=== Records provided ===
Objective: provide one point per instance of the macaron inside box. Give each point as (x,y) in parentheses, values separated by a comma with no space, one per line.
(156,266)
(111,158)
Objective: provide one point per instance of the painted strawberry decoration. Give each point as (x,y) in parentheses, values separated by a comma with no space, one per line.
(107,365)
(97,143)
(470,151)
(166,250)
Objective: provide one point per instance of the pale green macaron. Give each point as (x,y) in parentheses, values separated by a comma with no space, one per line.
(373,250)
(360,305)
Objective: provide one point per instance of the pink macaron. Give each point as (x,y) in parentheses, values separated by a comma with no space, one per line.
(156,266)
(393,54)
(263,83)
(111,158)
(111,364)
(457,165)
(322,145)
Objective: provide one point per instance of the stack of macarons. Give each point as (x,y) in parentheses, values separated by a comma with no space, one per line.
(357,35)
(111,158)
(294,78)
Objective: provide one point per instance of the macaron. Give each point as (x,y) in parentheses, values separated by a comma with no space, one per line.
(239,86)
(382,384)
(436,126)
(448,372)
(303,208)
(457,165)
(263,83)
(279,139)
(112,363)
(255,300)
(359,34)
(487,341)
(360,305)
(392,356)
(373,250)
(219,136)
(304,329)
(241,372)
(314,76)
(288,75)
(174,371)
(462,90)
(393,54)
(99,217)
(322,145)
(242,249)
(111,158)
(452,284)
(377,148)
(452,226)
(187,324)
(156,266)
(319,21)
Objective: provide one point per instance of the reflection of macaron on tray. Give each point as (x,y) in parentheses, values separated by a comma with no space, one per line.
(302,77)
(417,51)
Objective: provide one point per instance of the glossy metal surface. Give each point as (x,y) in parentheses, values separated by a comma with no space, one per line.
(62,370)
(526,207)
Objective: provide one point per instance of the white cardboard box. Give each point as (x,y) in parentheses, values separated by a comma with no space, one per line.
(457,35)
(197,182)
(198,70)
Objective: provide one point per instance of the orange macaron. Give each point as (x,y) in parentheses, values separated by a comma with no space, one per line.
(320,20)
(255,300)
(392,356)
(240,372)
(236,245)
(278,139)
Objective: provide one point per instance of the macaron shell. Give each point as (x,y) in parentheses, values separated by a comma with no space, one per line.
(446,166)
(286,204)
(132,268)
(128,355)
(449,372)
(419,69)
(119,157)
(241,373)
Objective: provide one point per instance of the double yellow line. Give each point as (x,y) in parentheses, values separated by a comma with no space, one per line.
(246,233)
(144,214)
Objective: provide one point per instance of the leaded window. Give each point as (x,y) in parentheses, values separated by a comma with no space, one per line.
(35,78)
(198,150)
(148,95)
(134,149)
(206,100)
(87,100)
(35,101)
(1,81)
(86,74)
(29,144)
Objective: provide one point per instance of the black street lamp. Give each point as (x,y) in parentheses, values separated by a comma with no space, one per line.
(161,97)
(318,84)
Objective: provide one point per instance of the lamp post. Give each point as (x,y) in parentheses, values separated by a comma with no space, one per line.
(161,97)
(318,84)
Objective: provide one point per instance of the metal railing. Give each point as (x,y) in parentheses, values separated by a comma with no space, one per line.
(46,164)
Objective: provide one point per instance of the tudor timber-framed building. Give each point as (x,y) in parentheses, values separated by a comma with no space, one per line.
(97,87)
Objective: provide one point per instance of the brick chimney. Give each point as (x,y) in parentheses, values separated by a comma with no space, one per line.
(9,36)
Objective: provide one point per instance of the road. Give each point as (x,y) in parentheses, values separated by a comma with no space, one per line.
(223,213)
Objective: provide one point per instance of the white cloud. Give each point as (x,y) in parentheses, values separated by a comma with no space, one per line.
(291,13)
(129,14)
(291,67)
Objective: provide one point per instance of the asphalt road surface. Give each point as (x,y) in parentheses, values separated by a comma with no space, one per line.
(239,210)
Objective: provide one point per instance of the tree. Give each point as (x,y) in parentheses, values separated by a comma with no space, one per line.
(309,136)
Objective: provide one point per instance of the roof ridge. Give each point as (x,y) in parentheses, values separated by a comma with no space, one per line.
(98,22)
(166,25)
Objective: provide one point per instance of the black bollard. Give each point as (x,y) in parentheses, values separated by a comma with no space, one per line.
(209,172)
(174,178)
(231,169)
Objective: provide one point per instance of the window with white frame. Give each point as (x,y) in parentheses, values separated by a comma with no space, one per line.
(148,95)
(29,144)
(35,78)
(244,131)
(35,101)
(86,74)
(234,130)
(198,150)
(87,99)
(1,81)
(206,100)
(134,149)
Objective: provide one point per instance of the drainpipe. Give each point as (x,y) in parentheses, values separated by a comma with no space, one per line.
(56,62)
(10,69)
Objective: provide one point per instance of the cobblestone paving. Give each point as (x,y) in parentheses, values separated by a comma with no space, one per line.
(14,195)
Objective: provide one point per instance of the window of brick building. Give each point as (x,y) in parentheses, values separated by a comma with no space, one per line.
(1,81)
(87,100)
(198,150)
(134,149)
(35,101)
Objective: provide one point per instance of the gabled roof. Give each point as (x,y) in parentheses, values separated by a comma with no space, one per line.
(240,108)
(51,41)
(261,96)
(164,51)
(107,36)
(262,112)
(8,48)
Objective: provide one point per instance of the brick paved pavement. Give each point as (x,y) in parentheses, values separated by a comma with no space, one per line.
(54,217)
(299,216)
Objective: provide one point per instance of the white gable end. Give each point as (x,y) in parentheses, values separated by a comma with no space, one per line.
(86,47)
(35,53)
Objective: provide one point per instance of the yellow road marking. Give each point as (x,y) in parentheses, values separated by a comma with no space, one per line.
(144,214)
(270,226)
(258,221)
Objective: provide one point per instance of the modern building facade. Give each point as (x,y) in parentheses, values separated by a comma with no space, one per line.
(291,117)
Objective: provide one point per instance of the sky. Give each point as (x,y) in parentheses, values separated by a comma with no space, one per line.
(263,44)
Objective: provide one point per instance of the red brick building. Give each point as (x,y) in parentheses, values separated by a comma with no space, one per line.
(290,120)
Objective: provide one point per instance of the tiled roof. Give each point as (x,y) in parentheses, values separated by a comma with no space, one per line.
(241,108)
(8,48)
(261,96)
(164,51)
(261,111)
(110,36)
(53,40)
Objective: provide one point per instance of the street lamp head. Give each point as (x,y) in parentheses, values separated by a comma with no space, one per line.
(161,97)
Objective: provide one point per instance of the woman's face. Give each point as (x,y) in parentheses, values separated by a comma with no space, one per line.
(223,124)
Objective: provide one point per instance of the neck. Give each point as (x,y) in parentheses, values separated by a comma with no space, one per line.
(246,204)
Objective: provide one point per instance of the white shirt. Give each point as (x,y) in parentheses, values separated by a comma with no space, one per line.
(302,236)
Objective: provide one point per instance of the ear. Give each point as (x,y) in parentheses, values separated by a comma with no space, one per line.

=== Task brief ===
Every single entry is to be retyped exactly.

=== The completed task ===
Objective: provide one point per instance of the macaron inside box. Give each point as (x,y) in parentheses, values separated by a comma with no space, one per line.
(156,266)
(111,158)
Objective: provide one point per instance of the painted strawberry decoration. Give each point as (x,y) in parentheses, values separated by a comma with no space, one per line.
(107,365)
(97,143)
(470,151)
(166,250)
Objective: provide one point per instance of the pale green macaron. Give each point as (x,y) in parentheses, values separated by a comma with no space, one per line.
(373,250)
(360,305)
Objective: provide one point per instance of the pink macaron. Give each point as (x,y) in parentheses, values separated by a comma with no space, one per line.
(156,266)
(393,54)
(263,83)
(111,158)
(111,364)
(457,165)
(322,145)
Objective: provide one point per instance of the stack of macarons. Give each point as (x,y) in parentheses, values separated by a comma with no space, one per line.
(357,35)
(111,158)
(294,78)
Objective: provide one point per instance of the macaron. Give each point as (x,y) in parentheses, values separated by a comma with no space, one per line.
(239,86)
(382,384)
(436,126)
(448,372)
(303,208)
(457,165)
(263,83)
(279,139)
(112,363)
(255,300)
(359,34)
(487,341)
(360,305)
(392,356)
(373,250)
(219,136)
(304,329)
(241,372)
(314,76)
(288,75)
(174,371)
(462,90)
(393,54)
(99,217)
(322,145)
(242,249)
(111,158)
(452,284)
(377,148)
(452,226)
(187,324)
(156,266)
(319,21)
Objective: provide one point per instance of the reflection of macaron on tray. Give each point as (x,y) in parentheses, values separated by a comma with no space, one per line.
(302,77)
(417,51)
Objective: provide one point per instance of the glossy metal surface. Give each point as (x,y) in parentheses, values separated by a comma with no space, one per line.
(62,370)
(526,207)
Objective: provide one point per instance of the white cardboard box. Give each point as (x,y) in parentheses, values separated by a comma with no space, one per line.
(457,35)
(197,182)
(198,70)
Objective: provide one point per instance of the orange macaron. Give each point as (x,y) in parentheses, values separated by a comma with no space, one per line.
(320,20)
(255,300)
(392,356)
(240,372)
(236,245)
(278,139)
Objective: provide one point per instance of the macaron shell. Give each point as (x,y) in parentheses, values separated by a comma with no space, one per line.
(446,166)
(286,204)
(132,268)
(128,355)
(449,372)
(419,69)
(119,157)
(241,373)
Objective: provide one point per instance of the double yellow line. Give each point as (x,y) in parentheses, values separated by a comma with no space, one per line.
(246,233)
(144,214)
Objective: provide one point per instance of the leaded window. Give each point as (x,y) in parentheses, values separated by a comma with no space, one per line.
(35,78)
(198,150)
(148,95)
(134,149)
(206,100)
(87,100)
(35,101)
(1,81)
(86,74)
(29,144)
Objective: provide one point per instance of the black street lamp. Give each point as (x,y) in parentheses, values separated by a comma with no space, one per line.
(161,97)
(318,84)
Objective: provide one point per instance of the lamp post. Give each point as (x,y) in parentheses, values separated by a comma with no space, one per line.
(161,97)
(318,84)
Objective: provide one point per instance of the metal railing. Give each point as (x,y) in parentheses, values separated by a comma with no space, one per line.
(46,164)
Objective: provide one point per instance of the tudor timber-framed building. Give each point as (x,y) in parentheses, values separated by a comma with no space, one per line.
(97,87)
Objective: provide one point per instance of the brick chimney. Give each point as (x,y) in parentheses, values separated by a comma with no space, one per line.
(9,36)
Objective: provide one point per instance of the road. Give each point as (x,y) in parentheses, values separated by a comma with no space, one per line.
(223,213)
Objective: provide one point per instance of the white cloud. Give each point as (x,y) in parentheses, values separated by a comma with no space, one per line.
(291,13)
(129,14)
(291,67)
Objective: provide one point per instance of the asphalt road surface. Give each point as (x,y) in parentheses, values separated by a comma with no space, one per line.
(239,210)
Objective: provide one point per instance of the tree. Give each point as (x,y) in parentheses, values separated by a comma with no space, one per line.
(309,136)
Objective: provide one point per instance of the roof ridge. Give each point as (x,y) in parentheses, values separated by a comma with no space, one per line.
(98,22)
(166,25)
Objective: provide one point per instance of the black bollard. Give each point as (x,y) in parentheses, values separated by a comma with no space, one per line.
(209,172)
(174,178)
(231,169)
Objective: provide one point per instance of the window with white frame. Give each point as (x,y) in parentheses, values separated by a comma with no space, one per line.
(148,95)
(29,144)
(35,78)
(244,131)
(35,101)
(86,74)
(234,130)
(198,150)
(87,99)
(1,81)
(206,100)
(134,149)
Objective: provide one point per instance of the drainpipe. Give each point as (x,y) in parentheses, values separated by a comma with no space, one per line.
(56,62)
(10,69)
Objective: provide one point per instance of the cobblestone paving. Give each point as (x,y) in parentheses, values separated by a comma with no space, one per line.
(14,195)
Objective: provide one point per instance of the window of brick building. Give each point as (x,y) in parentheses, values separated by a comma with no space, one per line.
(1,81)
(87,100)
(198,150)
(134,149)
(35,101)
Objective: provide one point per instance of the gabled roof. Give each point as (x,y) in parentheses, values separated by a comma with no space, one per line.
(240,108)
(51,41)
(261,96)
(164,51)
(107,36)
(262,112)
(8,48)
Objective: provide one point per instance of the brick paved pavement. Give each point as (x,y) in parentheses, values separated by a comma with no space, one per line.
(54,217)
(299,216)
Objective: provide one point per instance of the white gable end. Give each point as (x,y) in parentheses, values separated by a comma with no space, one per line.
(86,47)
(35,53)
Objective: provide one point per instance of the yellow road marking. Give each point as (x,y) in parentheses, values separated by a comma with no space, one per line.
(144,214)
(270,226)
(258,221)
Objective: provide one point per instance of the modern building facade. Give each point as (x,y) in parentheses, values separated by a comma with no space, one per line.
(291,117)
Objective: provide one point per instance of the sky. Give each point as (x,y) in parentheses, values separated by a comma with no space, one per line.
(263,44)
Objective: provide one point per instance of the red brick building. Give each point as (x,y) in parentheses, values separated by a comma with no space, one per line.
(290,120)
Objective: provide one point per instance of the tiled roof. Give each point as (x,y) in parentheses, values separated by a comma with no space, one per line.
(241,108)
(8,48)
(261,96)
(164,51)
(261,111)
(110,36)
(53,40)
Objective: provide one point per instance of the street lamp head. Give each point as (x,y) in parentheses, values separated by a comma with no space, one per line.
(161,97)
Objective: provide one point per instance of the woman's face. Give each point as (x,y) in parentheses, values separated by a comma with no space, one per line.
(223,124)
Objective: provide one point per instance of the neck. Give each point as (x,y) in parentheses, values separated by a comma with no space, one per line.
(246,204)
Objective: provide one point per instance of the white shirt. Give each point as (x,y) in parentheses, values separated by a comma with no space, one per line.
(302,236)
Objective: provide one point per instance of the ear. Give each point as (x,y) in parentheses, values separated by a comma with no space, one per line.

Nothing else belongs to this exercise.